Each record should reappear exactly in your answer, minus any picture.
- Opening Delimiter -
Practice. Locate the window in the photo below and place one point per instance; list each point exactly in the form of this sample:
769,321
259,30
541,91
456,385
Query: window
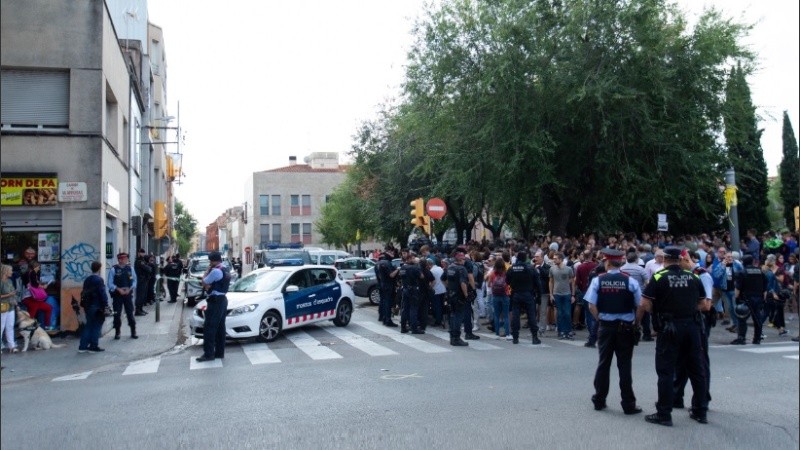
276,205
263,205
276,232
295,232
264,234
34,99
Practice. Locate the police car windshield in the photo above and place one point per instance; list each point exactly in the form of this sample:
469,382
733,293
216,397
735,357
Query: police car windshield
261,281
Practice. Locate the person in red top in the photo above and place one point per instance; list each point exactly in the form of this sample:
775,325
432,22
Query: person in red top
582,284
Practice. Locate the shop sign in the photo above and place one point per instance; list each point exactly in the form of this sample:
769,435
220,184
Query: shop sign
28,190
72,191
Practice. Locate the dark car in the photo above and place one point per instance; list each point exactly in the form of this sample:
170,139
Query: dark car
365,284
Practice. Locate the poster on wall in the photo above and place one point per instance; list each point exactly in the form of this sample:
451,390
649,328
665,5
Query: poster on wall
28,190
49,246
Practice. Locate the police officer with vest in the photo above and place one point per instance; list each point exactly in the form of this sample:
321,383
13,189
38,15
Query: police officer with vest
613,299
675,297
216,282
751,289
457,281
122,283
385,274
525,291
411,279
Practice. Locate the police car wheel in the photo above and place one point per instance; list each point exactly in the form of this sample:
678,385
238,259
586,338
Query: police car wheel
343,313
270,327
374,295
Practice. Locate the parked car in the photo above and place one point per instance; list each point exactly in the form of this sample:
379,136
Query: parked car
195,270
365,284
267,301
348,267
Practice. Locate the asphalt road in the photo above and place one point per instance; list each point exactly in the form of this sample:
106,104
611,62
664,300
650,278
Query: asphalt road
357,388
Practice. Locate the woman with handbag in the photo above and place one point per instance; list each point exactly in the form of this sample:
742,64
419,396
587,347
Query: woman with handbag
35,302
94,300
8,303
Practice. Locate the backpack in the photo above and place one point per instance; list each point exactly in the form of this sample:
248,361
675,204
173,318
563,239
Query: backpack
499,286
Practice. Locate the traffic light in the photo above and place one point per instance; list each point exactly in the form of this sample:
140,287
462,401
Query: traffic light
418,211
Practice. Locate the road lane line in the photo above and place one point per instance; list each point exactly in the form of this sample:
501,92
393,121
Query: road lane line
477,345
143,366
359,342
417,344
792,348
259,353
77,376
311,346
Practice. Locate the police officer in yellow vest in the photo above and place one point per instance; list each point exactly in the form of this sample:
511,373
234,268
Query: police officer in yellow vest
676,298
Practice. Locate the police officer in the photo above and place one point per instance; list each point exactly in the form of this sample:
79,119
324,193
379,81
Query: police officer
216,282
173,272
751,289
613,299
385,274
675,297
457,282
122,283
690,261
525,290
410,278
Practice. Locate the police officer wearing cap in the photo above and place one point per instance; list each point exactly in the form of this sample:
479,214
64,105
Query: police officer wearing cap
751,289
613,299
411,278
525,285
457,280
122,283
216,282
676,297
385,274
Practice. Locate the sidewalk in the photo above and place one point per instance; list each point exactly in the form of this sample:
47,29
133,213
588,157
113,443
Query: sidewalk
154,338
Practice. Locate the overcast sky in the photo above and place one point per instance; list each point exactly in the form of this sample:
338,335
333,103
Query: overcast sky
259,81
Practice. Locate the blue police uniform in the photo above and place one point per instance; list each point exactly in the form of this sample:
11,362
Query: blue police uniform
616,297
218,279
122,277
675,294
524,281
410,277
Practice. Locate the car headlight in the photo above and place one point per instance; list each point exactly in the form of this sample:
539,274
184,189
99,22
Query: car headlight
242,310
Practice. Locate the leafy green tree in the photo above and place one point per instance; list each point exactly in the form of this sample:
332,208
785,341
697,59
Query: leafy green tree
185,227
789,172
743,140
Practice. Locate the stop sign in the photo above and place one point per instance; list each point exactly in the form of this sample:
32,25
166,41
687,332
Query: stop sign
436,208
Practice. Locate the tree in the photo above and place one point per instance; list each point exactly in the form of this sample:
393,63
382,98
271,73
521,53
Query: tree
185,227
743,141
789,172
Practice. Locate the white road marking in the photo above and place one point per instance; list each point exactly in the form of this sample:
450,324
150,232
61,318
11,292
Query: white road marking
792,348
143,366
259,353
311,346
77,376
359,342
417,344
477,345
214,364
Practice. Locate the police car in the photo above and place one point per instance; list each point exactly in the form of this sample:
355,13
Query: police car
267,301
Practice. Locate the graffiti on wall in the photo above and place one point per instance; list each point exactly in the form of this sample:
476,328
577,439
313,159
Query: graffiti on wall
78,260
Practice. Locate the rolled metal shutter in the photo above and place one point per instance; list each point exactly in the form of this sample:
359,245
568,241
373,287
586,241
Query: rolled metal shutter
33,98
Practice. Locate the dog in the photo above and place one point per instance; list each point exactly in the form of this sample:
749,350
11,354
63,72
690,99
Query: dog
33,334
- Closing Delimiter -
**RESULT FOR THIS TASK:**
Practice. Locate the window in the photo below and place one point per instance; list each point exactly in the form of this sample:
769,321
259,30
541,91
456,385
Query: window
276,205
263,205
276,232
295,232
264,234
34,99
Practice. Locate the police car windshield in the photo above and place one point per instance; list each point exactly in the form of this sample:
469,382
733,293
216,397
735,357
Query: police car windshield
261,281
Practice. Locate the person in red top in the photo above and place one point per instance; list each point exactly in the form of this sample:
775,325
432,22
Query: person in red top
582,284
Practice. Locate the shop sign in the photo above and place one point per instance; list each point exactly in the form of this sample:
769,435
220,184
Query: shop sign
28,190
72,191
Practice. Locate the dark car in the photo above and place one point per instance; list each point exactly in the form of this sample:
170,139
Query: dark car
365,284
Practice. Locate the poster on wall in the photo above and place one point per instance; list each point exactly in the form of this sample:
451,390
649,328
665,5
Query: poster on wall
28,190
49,246
Practice. Locate the police officer with vest in the photo above and place one point per instance; list each point exactly in the form of this sample:
321,383
13,189
38,15
Query: police officer with vest
613,299
675,297
216,282
751,289
457,281
122,283
385,274
525,291
411,279
Practice. Locate the police car wheel in the photo above and place one point per instance; list each point exactly in the form of this sample:
678,385
238,259
586,338
Query: police car wheel
343,313
270,327
374,295
Practice. Locate the parked car in the photo above and place one point per instance; list each point exactly in the form of this sample:
379,136
Query: parked car
195,270
365,284
267,301
348,267
Practice. Locate the asphalt road in the photo above and place one point per instance; list each point exactly in the form of this sample:
106,104
611,62
664,300
650,278
Query: asphalt road
357,388
Practice. Locate the woman with handbag in the photo above and place one point per instance; list each point exactly in the form of this sample:
742,64
419,396
587,347
Query: woman with handbag
35,302
94,300
8,303
Practice. Locate the backpack in the photo above and place one point per instance; list each point exactly in the form of this sample:
248,361
675,204
173,318
563,239
Query: backpack
499,286
Practice. Locate the traffic light in the photo above and place one point per instance; list each point exactly in the form of this sample:
140,287
462,401
Query: traffic light
418,211
Practice. Locate the road lane line in the photo above and place one point per instance; list each point exactly in the form of this sample:
501,92
393,121
Query: road lane line
477,345
143,366
359,342
417,344
792,348
259,353
77,376
311,346
Practice. Locate the police officer in yellow vest in the photo above and place one point per instance; list each point exactly in the form of this sample:
511,373
234,268
Query: police officer in yellow vest
676,298
Practice. Locate the police officer in the photo above and place one point per instance; list each point exactly in the form of this sample:
79,119
324,193
379,81
Query: police officer
216,282
173,272
751,289
613,299
385,274
675,297
457,282
122,283
690,261
525,290
410,278
Practice. Locate the police officer wearing cap in the photo above and place one point per instance; list each point exactly in the form of this sample:
479,214
64,105
Query: police officer wearing cap
751,289
613,299
411,278
525,285
457,280
122,283
216,282
676,297
385,274
Practice. Locate the sidewalk in the photo above and place one point per instance; list each point exactly in the form of this sample:
47,29
133,213
588,157
113,443
Query: sidewalk
154,338
Practice. Locate the overcast sky in the photo above and place one point per instance; list each point exactly in the form of this sample:
338,335
333,103
Query: overcast sky
259,81
Practice. Locate the blue police uniform in the photo above and place one point per instance; list each point exactly in the form of this sample:
11,362
Query: blue police uniform
616,297
218,279
122,277
675,294
524,281
410,277
Practice. Locate the car headlight in the photo above and place one point per instance; list each point exactly in the form of this sample:
539,274
184,189
99,22
Query: car headlight
242,310
Practice. Locate the leafy green tree in the photo above and place one point per instance; list each point exactly in the form of this sample:
332,208
785,341
697,59
Query: leafy green tree
185,227
789,172
743,140
Practice. Locate the stop sign in the photo above and place one point per instance; list each point exactly in the form of this sample:
32,25
166,41
687,332
Query: stop sign
436,208
Practice. Locate the tree in the photo above and place one point per instance; list each point exactly in the form of this sample:
393,63
382,98
271,73
521,53
Query: tree
185,227
743,141
789,172
Practice. Locate the white road marking in the photo above and place one point per instance; list each point exactly in the form of this sample:
450,324
150,232
61,318
11,292
Query: white road marking
792,348
143,366
259,353
311,346
77,376
359,342
417,344
477,345
214,364
Practice. Locate the police car in the photo above and place one point per instance; list each point exactly in the form of this sample:
355,13
Query: police car
267,301
Practice. Locate the graffiti on wall in the photo above and place one point per instance; list each point exactly in the form of this sample:
476,328
577,439
313,159
Query: graffiti on wall
78,260
Practice. Locate the rolled metal shutter in the photo above and place one point per instance; list each point exactly in the form of this sample:
359,245
568,241
373,287
586,241
Query: rolled metal shutter
33,98
Practice. Locate the dog in the photo above and place one point per instance; list each point exactly in the form of this sample:
749,350
11,354
63,72
690,99
Query: dog
33,334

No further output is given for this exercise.